- [WORK TASK]: Please gather every line in the records that contains the string "positive" and copy each of those lines in full.

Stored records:
------
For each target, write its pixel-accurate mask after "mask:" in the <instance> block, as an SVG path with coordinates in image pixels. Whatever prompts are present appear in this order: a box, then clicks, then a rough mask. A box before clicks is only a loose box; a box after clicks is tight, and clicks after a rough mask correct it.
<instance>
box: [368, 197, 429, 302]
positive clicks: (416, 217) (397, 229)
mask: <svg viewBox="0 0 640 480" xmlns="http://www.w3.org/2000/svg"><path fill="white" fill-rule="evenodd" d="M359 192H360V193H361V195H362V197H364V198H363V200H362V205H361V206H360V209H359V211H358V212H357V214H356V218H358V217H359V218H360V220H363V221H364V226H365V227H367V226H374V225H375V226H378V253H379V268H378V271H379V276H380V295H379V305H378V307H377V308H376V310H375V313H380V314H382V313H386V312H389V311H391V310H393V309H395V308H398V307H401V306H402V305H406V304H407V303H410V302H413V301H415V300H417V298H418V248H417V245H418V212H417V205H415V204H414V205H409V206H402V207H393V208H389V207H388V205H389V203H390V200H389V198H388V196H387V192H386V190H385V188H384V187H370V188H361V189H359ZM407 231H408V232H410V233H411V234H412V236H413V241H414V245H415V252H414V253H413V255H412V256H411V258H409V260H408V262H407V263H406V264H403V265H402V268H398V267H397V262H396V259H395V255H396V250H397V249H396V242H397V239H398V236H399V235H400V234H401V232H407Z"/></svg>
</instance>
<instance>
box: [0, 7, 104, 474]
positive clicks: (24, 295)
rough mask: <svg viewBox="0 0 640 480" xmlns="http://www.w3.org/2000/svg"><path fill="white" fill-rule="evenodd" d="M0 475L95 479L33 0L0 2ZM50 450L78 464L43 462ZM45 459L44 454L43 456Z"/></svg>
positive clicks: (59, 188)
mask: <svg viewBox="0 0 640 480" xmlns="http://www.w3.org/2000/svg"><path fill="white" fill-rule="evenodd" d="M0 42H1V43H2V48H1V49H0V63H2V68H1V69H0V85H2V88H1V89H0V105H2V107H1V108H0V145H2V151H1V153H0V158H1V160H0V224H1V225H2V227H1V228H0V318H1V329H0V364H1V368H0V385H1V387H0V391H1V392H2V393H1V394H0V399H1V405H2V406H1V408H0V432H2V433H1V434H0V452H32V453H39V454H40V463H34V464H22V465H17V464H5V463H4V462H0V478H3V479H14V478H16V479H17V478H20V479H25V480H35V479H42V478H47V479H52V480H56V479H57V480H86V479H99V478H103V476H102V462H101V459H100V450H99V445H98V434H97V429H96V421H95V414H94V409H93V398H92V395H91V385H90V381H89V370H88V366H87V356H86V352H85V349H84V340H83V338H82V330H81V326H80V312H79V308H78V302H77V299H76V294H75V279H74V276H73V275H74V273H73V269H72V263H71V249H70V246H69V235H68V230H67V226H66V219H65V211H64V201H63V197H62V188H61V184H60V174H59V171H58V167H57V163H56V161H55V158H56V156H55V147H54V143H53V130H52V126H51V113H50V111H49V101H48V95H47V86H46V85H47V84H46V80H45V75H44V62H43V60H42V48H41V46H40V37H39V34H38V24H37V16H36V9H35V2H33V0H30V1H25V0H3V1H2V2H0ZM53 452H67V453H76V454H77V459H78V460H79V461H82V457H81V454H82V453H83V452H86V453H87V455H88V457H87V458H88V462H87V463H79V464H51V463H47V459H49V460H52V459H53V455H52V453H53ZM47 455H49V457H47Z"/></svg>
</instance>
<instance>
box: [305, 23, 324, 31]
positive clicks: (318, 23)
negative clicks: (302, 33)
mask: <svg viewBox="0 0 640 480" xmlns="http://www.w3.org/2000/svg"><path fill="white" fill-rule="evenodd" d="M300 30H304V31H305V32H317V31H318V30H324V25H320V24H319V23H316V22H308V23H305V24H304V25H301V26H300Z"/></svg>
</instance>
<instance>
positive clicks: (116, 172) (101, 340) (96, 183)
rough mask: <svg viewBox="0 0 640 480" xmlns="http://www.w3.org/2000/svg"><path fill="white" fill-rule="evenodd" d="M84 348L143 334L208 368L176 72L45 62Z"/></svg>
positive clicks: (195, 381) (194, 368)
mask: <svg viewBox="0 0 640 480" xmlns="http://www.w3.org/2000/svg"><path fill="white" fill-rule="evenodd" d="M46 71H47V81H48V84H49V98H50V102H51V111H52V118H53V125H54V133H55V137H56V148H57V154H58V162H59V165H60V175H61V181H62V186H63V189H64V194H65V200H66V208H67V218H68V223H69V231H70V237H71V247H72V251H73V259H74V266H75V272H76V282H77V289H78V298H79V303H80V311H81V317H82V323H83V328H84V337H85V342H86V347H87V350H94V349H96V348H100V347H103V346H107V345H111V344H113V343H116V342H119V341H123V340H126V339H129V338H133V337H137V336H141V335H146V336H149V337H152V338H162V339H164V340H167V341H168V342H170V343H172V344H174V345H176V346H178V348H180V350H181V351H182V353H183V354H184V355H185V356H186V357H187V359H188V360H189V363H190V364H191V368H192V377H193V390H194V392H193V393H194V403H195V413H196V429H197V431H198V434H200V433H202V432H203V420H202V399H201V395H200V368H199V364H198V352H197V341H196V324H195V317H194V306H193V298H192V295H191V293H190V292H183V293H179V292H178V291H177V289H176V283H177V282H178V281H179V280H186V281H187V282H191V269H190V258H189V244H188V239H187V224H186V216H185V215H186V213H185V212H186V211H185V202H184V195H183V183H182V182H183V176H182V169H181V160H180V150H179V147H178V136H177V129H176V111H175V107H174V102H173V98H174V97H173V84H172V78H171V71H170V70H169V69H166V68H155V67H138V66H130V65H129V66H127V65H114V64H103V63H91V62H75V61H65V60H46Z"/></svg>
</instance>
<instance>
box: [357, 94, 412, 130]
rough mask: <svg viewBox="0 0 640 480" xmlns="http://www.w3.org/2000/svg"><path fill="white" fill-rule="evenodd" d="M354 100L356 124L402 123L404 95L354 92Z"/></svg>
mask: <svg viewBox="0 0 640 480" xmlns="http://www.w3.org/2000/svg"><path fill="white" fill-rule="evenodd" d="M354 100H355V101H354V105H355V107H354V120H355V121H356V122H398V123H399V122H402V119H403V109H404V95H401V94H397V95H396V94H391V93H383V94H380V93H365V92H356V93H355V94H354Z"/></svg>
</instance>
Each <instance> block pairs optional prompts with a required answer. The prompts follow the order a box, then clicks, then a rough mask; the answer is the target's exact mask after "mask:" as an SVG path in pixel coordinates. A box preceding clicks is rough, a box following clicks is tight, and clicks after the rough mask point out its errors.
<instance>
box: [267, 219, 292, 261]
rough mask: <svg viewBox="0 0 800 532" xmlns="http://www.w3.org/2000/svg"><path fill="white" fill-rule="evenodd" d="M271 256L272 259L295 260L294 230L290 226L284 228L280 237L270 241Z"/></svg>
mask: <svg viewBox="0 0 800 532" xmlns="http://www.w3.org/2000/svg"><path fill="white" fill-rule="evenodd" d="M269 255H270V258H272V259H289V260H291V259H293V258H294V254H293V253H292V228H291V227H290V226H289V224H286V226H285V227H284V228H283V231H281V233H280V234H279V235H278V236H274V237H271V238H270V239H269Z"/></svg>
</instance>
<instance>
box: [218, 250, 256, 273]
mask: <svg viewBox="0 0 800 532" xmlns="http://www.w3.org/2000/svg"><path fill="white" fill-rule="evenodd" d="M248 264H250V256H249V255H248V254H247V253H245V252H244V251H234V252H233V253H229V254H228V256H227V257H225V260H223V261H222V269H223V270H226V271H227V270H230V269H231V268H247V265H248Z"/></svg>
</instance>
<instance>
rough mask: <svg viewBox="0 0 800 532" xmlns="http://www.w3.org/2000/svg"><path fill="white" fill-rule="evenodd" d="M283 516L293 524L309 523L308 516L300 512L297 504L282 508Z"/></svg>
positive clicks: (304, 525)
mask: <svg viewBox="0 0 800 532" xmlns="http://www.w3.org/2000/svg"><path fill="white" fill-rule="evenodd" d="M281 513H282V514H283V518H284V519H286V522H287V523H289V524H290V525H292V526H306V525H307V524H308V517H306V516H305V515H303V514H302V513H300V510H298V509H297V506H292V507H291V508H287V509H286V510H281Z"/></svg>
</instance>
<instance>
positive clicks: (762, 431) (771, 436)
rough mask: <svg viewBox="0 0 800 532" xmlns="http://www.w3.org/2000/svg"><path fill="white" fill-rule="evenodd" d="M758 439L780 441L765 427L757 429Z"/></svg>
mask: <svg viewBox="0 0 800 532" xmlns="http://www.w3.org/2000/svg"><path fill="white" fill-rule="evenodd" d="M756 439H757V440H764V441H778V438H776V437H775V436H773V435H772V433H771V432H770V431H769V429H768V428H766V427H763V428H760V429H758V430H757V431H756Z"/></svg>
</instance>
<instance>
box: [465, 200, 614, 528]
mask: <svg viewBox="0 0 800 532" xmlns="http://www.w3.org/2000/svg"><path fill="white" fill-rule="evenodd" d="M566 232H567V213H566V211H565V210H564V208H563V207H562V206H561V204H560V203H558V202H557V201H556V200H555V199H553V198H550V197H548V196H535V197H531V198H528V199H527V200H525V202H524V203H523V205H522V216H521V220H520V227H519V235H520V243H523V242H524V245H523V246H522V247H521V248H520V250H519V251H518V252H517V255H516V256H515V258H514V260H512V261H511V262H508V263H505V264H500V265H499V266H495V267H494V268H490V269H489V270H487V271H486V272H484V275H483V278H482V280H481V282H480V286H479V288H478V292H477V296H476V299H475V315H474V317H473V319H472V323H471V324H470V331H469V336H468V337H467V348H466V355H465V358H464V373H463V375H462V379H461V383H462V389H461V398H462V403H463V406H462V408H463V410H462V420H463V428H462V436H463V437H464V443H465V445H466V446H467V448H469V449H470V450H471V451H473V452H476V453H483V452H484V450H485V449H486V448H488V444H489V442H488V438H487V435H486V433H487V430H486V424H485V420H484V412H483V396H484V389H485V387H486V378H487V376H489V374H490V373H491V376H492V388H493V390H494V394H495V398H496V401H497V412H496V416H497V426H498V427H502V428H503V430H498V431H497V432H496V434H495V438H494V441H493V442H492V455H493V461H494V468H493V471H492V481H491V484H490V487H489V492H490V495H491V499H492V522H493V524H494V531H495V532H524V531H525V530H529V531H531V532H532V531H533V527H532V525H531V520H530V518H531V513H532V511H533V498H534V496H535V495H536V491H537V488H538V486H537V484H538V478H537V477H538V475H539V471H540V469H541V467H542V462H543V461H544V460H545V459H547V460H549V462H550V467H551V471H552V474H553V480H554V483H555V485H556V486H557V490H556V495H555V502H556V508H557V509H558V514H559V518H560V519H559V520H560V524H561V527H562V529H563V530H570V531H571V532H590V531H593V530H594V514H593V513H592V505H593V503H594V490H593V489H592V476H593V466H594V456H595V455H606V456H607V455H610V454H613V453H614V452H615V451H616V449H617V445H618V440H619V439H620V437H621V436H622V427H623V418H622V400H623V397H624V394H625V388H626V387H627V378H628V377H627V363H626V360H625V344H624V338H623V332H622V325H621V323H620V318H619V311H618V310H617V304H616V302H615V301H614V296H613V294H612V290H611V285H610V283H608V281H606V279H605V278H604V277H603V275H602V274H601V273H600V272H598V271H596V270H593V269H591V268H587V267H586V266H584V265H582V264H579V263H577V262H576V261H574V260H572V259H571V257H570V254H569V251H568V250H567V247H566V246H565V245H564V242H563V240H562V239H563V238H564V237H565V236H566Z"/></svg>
------
- [SOLVED PROBLEM]:
positive clicks: (416, 217) (397, 229)
positive clicks: (24, 295)
positive clicks: (59, 188)
positive clicks: (318, 23)
positive clicks: (116, 172) (101, 340) (96, 183)
positive clicks: (195, 381) (194, 368)
positive clicks: (304, 525)
positive clicks: (762, 431) (771, 436)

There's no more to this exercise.